**** Dataset records ****

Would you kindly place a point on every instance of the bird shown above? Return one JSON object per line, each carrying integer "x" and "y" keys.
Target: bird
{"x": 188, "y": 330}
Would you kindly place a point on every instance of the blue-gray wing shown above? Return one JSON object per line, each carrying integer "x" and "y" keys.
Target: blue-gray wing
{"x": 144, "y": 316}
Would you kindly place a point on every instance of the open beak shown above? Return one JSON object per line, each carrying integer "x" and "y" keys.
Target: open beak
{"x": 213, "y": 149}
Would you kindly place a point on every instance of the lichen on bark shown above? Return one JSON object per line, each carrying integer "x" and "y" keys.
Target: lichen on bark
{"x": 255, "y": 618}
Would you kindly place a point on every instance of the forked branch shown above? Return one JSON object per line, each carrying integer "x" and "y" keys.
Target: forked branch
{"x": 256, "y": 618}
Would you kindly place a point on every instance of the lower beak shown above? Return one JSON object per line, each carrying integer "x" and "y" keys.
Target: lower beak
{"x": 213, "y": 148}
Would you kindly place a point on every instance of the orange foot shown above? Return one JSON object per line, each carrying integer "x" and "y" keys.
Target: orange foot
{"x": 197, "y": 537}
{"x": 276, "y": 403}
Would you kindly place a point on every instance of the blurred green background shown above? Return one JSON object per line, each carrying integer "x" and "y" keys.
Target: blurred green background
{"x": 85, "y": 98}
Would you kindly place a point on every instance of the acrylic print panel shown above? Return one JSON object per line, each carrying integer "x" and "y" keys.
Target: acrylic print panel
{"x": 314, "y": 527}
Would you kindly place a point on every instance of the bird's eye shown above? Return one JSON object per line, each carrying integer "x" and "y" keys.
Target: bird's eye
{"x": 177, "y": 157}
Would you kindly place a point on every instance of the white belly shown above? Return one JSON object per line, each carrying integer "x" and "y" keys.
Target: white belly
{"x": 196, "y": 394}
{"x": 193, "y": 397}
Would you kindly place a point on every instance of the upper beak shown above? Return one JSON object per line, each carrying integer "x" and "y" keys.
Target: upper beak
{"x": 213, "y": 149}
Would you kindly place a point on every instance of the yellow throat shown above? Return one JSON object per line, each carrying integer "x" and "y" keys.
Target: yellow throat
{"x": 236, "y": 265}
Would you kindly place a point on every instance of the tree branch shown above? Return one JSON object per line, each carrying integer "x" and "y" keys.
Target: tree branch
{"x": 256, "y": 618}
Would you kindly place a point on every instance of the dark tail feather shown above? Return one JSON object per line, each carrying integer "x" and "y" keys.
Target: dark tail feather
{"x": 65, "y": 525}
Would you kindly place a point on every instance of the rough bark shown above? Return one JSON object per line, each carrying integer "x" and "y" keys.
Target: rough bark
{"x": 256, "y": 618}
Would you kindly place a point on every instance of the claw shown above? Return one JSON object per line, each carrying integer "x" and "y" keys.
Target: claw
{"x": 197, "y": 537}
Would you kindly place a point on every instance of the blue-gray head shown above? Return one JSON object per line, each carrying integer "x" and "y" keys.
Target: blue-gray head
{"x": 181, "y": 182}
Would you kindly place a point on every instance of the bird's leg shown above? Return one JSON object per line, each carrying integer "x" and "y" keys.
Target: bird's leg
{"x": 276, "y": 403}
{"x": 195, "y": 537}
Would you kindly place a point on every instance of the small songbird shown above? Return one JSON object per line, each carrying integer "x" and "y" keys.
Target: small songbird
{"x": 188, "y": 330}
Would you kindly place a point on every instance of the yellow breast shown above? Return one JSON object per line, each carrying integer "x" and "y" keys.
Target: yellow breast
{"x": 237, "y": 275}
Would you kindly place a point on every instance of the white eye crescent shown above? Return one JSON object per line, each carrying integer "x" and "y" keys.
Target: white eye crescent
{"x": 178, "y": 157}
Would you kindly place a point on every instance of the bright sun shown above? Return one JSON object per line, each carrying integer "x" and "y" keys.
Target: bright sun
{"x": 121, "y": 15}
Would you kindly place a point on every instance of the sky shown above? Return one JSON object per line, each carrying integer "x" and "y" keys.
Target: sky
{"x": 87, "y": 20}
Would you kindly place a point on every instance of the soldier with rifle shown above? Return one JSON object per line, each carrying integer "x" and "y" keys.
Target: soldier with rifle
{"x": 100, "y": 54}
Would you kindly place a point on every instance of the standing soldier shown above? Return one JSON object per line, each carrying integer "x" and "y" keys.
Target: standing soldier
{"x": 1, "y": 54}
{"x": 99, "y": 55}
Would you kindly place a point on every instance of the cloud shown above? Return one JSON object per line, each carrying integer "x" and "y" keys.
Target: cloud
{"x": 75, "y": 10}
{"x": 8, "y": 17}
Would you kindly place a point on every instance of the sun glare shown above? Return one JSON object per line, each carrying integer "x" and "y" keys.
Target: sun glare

****

:: Your task ::
Copy out each record from above, exactly.

:: The answer ::
Would you kindly place a point on every instance of the bird shown above? Return one JSON object per line, each carrying integer "x" and "y" keys.
Target: bird
{"x": 188, "y": 330}
Would you kindly place a point on every instance of the blue-gray wing shown above? Return one JSON object per line, each carrying integer "x" and "y" keys.
Target: blue-gray wing
{"x": 144, "y": 316}
Would you kindly place a point on every instance of the open beak shown above? Return one JSON object per line, each carrying integer "x" and "y" keys.
Target: open beak
{"x": 213, "y": 149}
Would you kindly place a point on every instance of the lichen on bark shown above? Return one JSON object per line, each carrying integer "x" and "y" keys.
Target: lichen on bark
{"x": 255, "y": 618}
Would you kindly place a point on every instance of the forked branch shown above? Return one JSON object per line, each carrying integer "x" and "y" keys.
Target: forked branch
{"x": 256, "y": 618}
Would you kindly place a point on every instance of the lower beak shown above? Return one JSON object per line, each carrying integer "x" and "y" keys.
Target: lower beak
{"x": 213, "y": 148}
Would you kindly place a point on every instance of the orange foot shown above? Return one JSON object per line, each carrying integer "x" and "y" keys.
Target: orange foot
{"x": 197, "y": 537}
{"x": 276, "y": 403}
Would you kindly place a point on every instance of the blurred green background shown above? Return one JSON object per line, each carrying integer "x" and "y" keys.
Target: blurred green background
{"x": 85, "y": 98}
Would you kindly place a point on every instance of the acrylic print panel shown above? Return one JSON object per line, each carrying integer "x" and "y" keys.
Target: acrylic print panel
{"x": 314, "y": 527}
Would you kindly place a point on every instance of the bird's eye shown above? Return one JSON object per line, each carrying integer "x" and "y" keys.
Target: bird's eye
{"x": 177, "y": 157}
Would you kindly place a point on every instance of the white belly shown above? Return one JSON object per line, each carrying integer "x" and "y" keys.
Target: white belly
{"x": 196, "y": 394}
{"x": 193, "y": 397}
Would you kindly place a point on every instance of the upper beak shown above? Return one JSON object per line, each carrying integer "x" and "y" keys.
Target: upper beak
{"x": 213, "y": 149}
Would you kindly place a point on every instance of the yellow throat shown above? Return one JSON object per line, each carrying integer "x" and "y" keys.
Target: yellow throat
{"x": 236, "y": 265}
Would you kindly place a point on every instance of the tree branch shown above? Return one JSON object per line, each carrying integer "x" and "y" keys.
Target: tree branch
{"x": 256, "y": 618}
Would you kindly place a point on every instance of the dark tail feather shown above? Return one JSON object per line, each carrying integer "x" and "y" keys.
Target: dark tail feather
{"x": 65, "y": 525}
Would you kindly place a point on every instance of the rough bark shown above? Return one JSON object per line, each carrying integer "x" and "y" keys.
Target: rough bark
{"x": 256, "y": 618}
Would you kindly place a point on every instance of the claw shown above? Return one JSON object per line, each carrying integer "x" and "y" keys.
Target: claw
{"x": 197, "y": 537}
Would you kindly place a point on every instance of the blue-gray head shown above? Return one JSON object per line, each carrying integer "x" and "y" keys.
Target: blue-gray head
{"x": 181, "y": 182}
Would you kindly place a point on every instance of the bird's leg shown above? Return one JSON object per line, each carrying integer "x" and "y" keys.
Target: bird's leg
{"x": 276, "y": 403}
{"x": 195, "y": 537}
Would you kindly place a point on every instance of the small songbird shown above? Return one JSON object per line, each carrying integer "x" and "y" keys.
Target: small songbird
{"x": 188, "y": 330}
Would you kindly place a point on every instance of the yellow breast shown above? Return one JSON object per line, each carrying integer "x" and "y" keys.
Target: yellow breast
{"x": 237, "y": 275}
Would you kindly place a point on every instance of the white eye crescent shown above? Return one JSON object per line, each carrying integer "x" and "y" keys.
Target: white eye crescent
{"x": 178, "y": 157}
Would you kindly place a point on every instance of the bright sun shown above? Return one JSON object per line, each carrying integer "x" and "y" keys.
Target: bright sun
{"x": 121, "y": 15}
Would you kindly place a point on every instance of the sky shown above? Return one JSON object per line, each carrying integer "x" and "y" keys.
Target: sky
{"x": 87, "y": 20}
Would you kindly place a point on every instance of the soldier with rifle shown above? Return one JSON object per line, each carrying integer "x" and "y" keys.
Target: soldier with rifle
{"x": 100, "y": 54}
Would you kindly place a point on every instance of the standing soldier shown above? Return one JSON object per line, each carrying integer "x" and "y" keys.
Target: standing soldier
{"x": 1, "y": 54}
{"x": 99, "y": 55}
Would you kindly place a point on every instance of the cloud shown above? Return one JSON object per line, each carrying integer "x" and "y" keys.
Target: cloud
{"x": 75, "y": 10}
{"x": 8, "y": 17}
Would you kindly place a point on every instance of the sun glare shown above? Return one JSON object per line, each carrying integer "x" and "y" keys.
Target: sun glare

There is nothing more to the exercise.